▶ Direction
Copy out the data below verbatim.

▶ Data for processing
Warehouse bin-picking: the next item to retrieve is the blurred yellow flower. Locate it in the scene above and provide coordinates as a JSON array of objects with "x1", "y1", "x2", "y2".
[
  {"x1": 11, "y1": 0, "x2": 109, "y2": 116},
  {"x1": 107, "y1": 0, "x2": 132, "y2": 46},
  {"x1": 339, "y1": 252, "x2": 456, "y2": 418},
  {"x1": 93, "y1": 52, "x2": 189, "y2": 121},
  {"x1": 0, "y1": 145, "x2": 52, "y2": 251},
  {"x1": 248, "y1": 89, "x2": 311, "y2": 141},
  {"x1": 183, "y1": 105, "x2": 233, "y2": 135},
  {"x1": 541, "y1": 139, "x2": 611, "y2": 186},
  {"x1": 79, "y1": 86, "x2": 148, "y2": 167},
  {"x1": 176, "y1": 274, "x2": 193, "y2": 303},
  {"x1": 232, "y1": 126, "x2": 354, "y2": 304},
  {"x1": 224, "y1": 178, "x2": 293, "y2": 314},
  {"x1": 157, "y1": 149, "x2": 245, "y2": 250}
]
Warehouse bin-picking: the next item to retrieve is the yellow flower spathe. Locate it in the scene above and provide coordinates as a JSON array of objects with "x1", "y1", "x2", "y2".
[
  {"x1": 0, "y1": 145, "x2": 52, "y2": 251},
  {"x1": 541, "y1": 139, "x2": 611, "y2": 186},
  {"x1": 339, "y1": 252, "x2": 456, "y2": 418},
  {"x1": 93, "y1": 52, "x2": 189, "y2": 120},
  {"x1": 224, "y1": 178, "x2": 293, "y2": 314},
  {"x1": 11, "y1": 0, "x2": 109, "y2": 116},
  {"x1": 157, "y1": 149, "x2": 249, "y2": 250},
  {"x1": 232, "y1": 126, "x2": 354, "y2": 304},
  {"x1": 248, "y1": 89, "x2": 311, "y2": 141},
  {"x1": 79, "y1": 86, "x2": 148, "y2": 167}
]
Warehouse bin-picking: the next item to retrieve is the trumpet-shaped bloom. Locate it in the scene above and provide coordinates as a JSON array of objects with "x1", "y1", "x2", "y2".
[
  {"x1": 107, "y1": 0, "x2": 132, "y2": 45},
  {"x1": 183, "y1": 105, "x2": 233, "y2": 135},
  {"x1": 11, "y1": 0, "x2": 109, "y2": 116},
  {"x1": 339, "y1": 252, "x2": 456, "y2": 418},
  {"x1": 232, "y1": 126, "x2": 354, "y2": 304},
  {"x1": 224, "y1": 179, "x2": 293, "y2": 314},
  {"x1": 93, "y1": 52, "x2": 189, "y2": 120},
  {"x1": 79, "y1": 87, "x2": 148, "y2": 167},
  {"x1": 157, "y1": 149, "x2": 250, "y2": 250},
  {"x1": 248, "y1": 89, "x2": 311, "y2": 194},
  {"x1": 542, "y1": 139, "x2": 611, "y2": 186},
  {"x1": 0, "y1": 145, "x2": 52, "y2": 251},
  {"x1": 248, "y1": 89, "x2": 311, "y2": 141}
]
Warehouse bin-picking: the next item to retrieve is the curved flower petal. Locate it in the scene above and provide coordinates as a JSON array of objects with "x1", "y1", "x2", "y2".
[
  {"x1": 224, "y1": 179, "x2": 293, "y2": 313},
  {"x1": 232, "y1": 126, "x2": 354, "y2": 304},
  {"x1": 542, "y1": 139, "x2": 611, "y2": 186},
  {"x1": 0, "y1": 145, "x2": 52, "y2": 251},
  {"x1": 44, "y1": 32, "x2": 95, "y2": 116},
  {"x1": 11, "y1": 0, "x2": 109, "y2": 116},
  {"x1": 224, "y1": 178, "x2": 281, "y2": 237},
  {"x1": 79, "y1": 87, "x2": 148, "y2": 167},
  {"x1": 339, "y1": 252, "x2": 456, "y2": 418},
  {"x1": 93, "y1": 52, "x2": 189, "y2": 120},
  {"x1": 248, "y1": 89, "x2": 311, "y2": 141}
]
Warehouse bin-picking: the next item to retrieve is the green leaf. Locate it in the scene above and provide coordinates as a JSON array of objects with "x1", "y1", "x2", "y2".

▶ Task result
Warehouse bin-picking: the next item to retrieve is the blurred yellow flower. Locate it in the scene above and provide coordinates as a JSON array of objects with "x1", "y1", "x2", "y2".
[
  {"x1": 11, "y1": 0, "x2": 109, "y2": 116},
  {"x1": 107, "y1": 0, "x2": 132, "y2": 46},
  {"x1": 339, "y1": 252, "x2": 456, "y2": 418},
  {"x1": 93, "y1": 52, "x2": 189, "y2": 121},
  {"x1": 0, "y1": 145, "x2": 52, "y2": 251},
  {"x1": 248, "y1": 89, "x2": 311, "y2": 141},
  {"x1": 183, "y1": 105, "x2": 233, "y2": 135},
  {"x1": 541, "y1": 139, "x2": 611, "y2": 186},
  {"x1": 79, "y1": 86, "x2": 148, "y2": 167},
  {"x1": 176, "y1": 274, "x2": 193, "y2": 303},
  {"x1": 232, "y1": 126, "x2": 354, "y2": 304},
  {"x1": 224, "y1": 178, "x2": 293, "y2": 314},
  {"x1": 157, "y1": 149, "x2": 245, "y2": 250}
]
Warehouse bin-picking: the next item to retrieve is the yellow flower spathe. Locate it in the scene above and provide coordinates as a JSON array of objects with "x1", "y1", "x2", "y2".
[
  {"x1": 0, "y1": 145, "x2": 52, "y2": 251},
  {"x1": 541, "y1": 139, "x2": 611, "y2": 186},
  {"x1": 339, "y1": 252, "x2": 456, "y2": 418},
  {"x1": 93, "y1": 52, "x2": 189, "y2": 120},
  {"x1": 224, "y1": 178, "x2": 293, "y2": 314},
  {"x1": 11, "y1": 0, "x2": 109, "y2": 116},
  {"x1": 157, "y1": 149, "x2": 249, "y2": 250},
  {"x1": 232, "y1": 126, "x2": 354, "y2": 304},
  {"x1": 248, "y1": 89, "x2": 311, "y2": 141},
  {"x1": 79, "y1": 86, "x2": 148, "y2": 167}
]
Warehouse bin-picking: the next item to retrieve is the trumpet-shaped bloom. Locate it in the scene above and provide coordinates as a JSON array of objects with "x1", "y1", "x2", "y2".
[
  {"x1": 107, "y1": 0, "x2": 132, "y2": 45},
  {"x1": 183, "y1": 105, "x2": 233, "y2": 135},
  {"x1": 11, "y1": 0, "x2": 109, "y2": 116},
  {"x1": 339, "y1": 252, "x2": 456, "y2": 418},
  {"x1": 232, "y1": 126, "x2": 354, "y2": 304},
  {"x1": 224, "y1": 179, "x2": 293, "y2": 314},
  {"x1": 93, "y1": 52, "x2": 189, "y2": 120},
  {"x1": 79, "y1": 87, "x2": 148, "y2": 167},
  {"x1": 157, "y1": 149, "x2": 250, "y2": 250},
  {"x1": 248, "y1": 89, "x2": 311, "y2": 194},
  {"x1": 542, "y1": 139, "x2": 611, "y2": 186},
  {"x1": 0, "y1": 145, "x2": 52, "y2": 251},
  {"x1": 248, "y1": 89, "x2": 311, "y2": 141}
]
Warehouse bin-picking: the next item to retrieve is the curved flower petal. Locate it in the scene above and provide coordinates as a JSON array of objects with "x1", "y1", "x2", "y2".
[
  {"x1": 224, "y1": 179, "x2": 293, "y2": 313},
  {"x1": 232, "y1": 126, "x2": 354, "y2": 304},
  {"x1": 542, "y1": 139, "x2": 611, "y2": 186},
  {"x1": 0, "y1": 145, "x2": 52, "y2": 251},
  {"x1": 44, "y1": 32, "x2": 95, "y2": 116},
  {"x1": 11, "y1": 0, "x2": 109, "y2": 116},
  {"x1": 224, "y1": 178, "x2": 281, "y2": 237},
  {"x1": 79, "y1": 87, "x2": 148, "y2": 167},
  {"x1": 339, "y1": 252, "x2": 456, "y2": 418},
  {"x1": 93, "y1": 52, "x2": 189, "y2": 120},
  {"x1": 248, "y1": 89, "x2": 311, "y2": 141}
]
Warehouse bin-picking: the next item to retrieve is the green leaf. Locate it in the scene above and provide coordinates as a JSON array of objects with "x1", "y1", "x2", "y2".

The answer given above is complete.